## [Excerpted text]
There is no evidence that the Escrow Agreement satisfies the execution and approval requirements of 12 U.S.C. § 1823(e). We therefore affirm the district court’s award of summary judgment to the FDIC with respect to defenses based upon alleged breach of the Escrow Agreement.
b. Conversion in Violation of the Escrow Agreement
Similarly, the defendants’ affirmative defense of conversion must fail. The defendants alleged that Citytrust converted the notes only in so far as it took possession of the notes in breach of the terms of the Escrow Agreement. Hence, the defendants may only raise the defense of conversion if the Escrow Agreement satisfies the requirements of 12 U.S.C. § 1823(e). Because the Escrow Agreement does not satisfy these requirements, we therefore affirm the district court’s award of summary judgment to the FDIC with respect to defenses based upon alleged conversion.
c. The PPM
The PPM fails, on its face, to satisfy the requirements of 12 U.S.C. § 1823(e). First, neither Citytrust nor the defendants executed the PPM. As with the Escrow Agreement, execution of the PPM by Peck and Belfonti as general partners does not satisfy the execution requirement with respect to the eleven defendants as limited partners. Second, the defendants have not alleged that the PPM was approved by City-trust’s board of directors or its loan committee. Third, there is no evidence that the PPM has been maintained continuously from the date of its execution as a record of City-trust. The defendants hope to avoid these deficiencies by arguing that the PPM was incorporated by reference into the Escrow Agreement. Defendant’s Brief at 14. Even if incorporation by reference were sufficient to bring the terms of the PPM within the Escrow Agreement for the purposes of 12 U.S.C. § 1823(e), however, the Escrow Agreement itself would still have to satisfy the categorical requirements of 12 U.S.C. § 1823(e). As we discussed above, the Escrow Agreement does not meet those requirements. Accordingly, we affirm the district court’s award of summary judgment to the FDIC with respect to defenses based upon alleged breach of the PPM.
2. Defenses Based upon Fraud
In addition to the defenses of breach of the Escrow Agreement, conversion, and breach of the PPM, the defendants raised other affirmative defenses based on violations of the federal securities laws, the Connecticut Uniform Securities Act, the Connecticut Unfair Trade Practices Act, Connecticut common law fraud, and an implied covenant of good faith and fair dealing under Connecticut law. We must determine (1) whether these defenses render the notes void so as to remove the FDIC’s interest from the protections of 12 U.S.C. § 1823(e); (2) if not, whether these defenses are based upon an “agreement” within the meaning of 12 U.S.C. § 1823(e); and (3) if so, whether the “agreement” upon which they are based meets the requirements of 12 U.S.C. § 1823(e).

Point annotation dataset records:
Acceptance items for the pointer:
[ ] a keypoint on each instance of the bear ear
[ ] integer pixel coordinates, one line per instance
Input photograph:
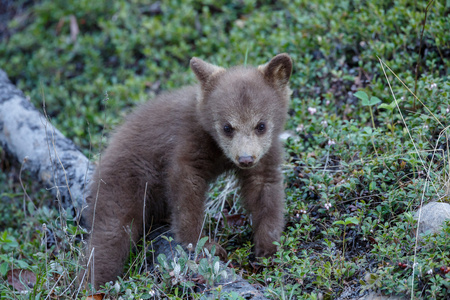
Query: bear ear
(278, 70)
(203, 70)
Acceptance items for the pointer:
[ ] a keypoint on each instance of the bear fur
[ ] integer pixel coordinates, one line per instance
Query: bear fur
(175, 146)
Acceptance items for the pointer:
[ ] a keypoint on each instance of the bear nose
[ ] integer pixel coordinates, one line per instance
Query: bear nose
(246, 161)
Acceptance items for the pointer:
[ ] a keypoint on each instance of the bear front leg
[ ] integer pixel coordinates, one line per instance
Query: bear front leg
(263, 198)
(116, 227)
(187, 196)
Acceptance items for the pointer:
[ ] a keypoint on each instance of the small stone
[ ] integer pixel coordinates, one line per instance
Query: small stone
(432, 217)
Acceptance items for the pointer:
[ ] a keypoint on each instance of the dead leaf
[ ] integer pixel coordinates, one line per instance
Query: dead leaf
(98, 296)
(21, 279)
(74, 29)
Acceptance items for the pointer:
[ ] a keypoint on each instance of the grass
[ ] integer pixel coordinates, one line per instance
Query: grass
(355, 169)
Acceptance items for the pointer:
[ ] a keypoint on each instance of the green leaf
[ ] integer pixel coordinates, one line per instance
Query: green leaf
(374, 100)
(387, 106)
(3, 268)
(361, 95)
(368, 130)
(352, 220)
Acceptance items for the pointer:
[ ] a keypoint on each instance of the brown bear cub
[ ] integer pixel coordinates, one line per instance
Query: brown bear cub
(174, 146)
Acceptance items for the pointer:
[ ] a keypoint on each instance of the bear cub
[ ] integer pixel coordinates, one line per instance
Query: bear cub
(170, 149)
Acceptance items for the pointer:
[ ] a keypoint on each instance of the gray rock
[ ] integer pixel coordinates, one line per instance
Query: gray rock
(377, 296)
(432, 217)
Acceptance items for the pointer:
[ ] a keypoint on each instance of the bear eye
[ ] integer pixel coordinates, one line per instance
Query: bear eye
(228, 129)
(261, 127)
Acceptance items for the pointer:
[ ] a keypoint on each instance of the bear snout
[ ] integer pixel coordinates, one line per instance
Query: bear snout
(246, 161)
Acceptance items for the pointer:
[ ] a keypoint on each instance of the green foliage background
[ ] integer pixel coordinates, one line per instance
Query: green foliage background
(126, 52)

## [Exercise 1]
Rewrite the paragraph of the excerpted court opinion that begins "The PPM fails, on its face" as a short bulleted list that keeps its main facts.
## [Exercise 2]
Answer these questions from the excerpted court opinion:
(a) According to the defendants, in what way did Citytrust convert the notes?
(b) How many defendants were limited partners?
(c) Which two Connecticut statutes are named among the other affirmative defenses?

## [Final answer 1]
- The PPM does not meet the requirements of 12 U.S.C. § 1823(e) on its face.
- Neither Citytrust nor the defendants executed it. Peck and Belfonti's execution as general partners does not satisfy the requirement for the eleven defendants as limited partners.
- The defendants have not alleged approval by Citytrust's board of directors or loan committee.
- There is no evidence that the PPM was kept continuously as a Citytrust record from its execution.
- The defendants argue that the PPM was incorporated by reference into the Escrow Agreement. Even so, the Escrow Agreement itself would have to meet the statute's requirements, and it does not.
- The court affirms summary judgment for the FDIC on defenses based on alleged breach of the PPM.

## [Final answer 2]
(a) Citytrust took possession of the notes in breach of the terms of the Escrow Agreement.
(b) Eleven.
(c) The Connecticut Uniform Securities Act and the Connecticut Unfair Trade Practices Act.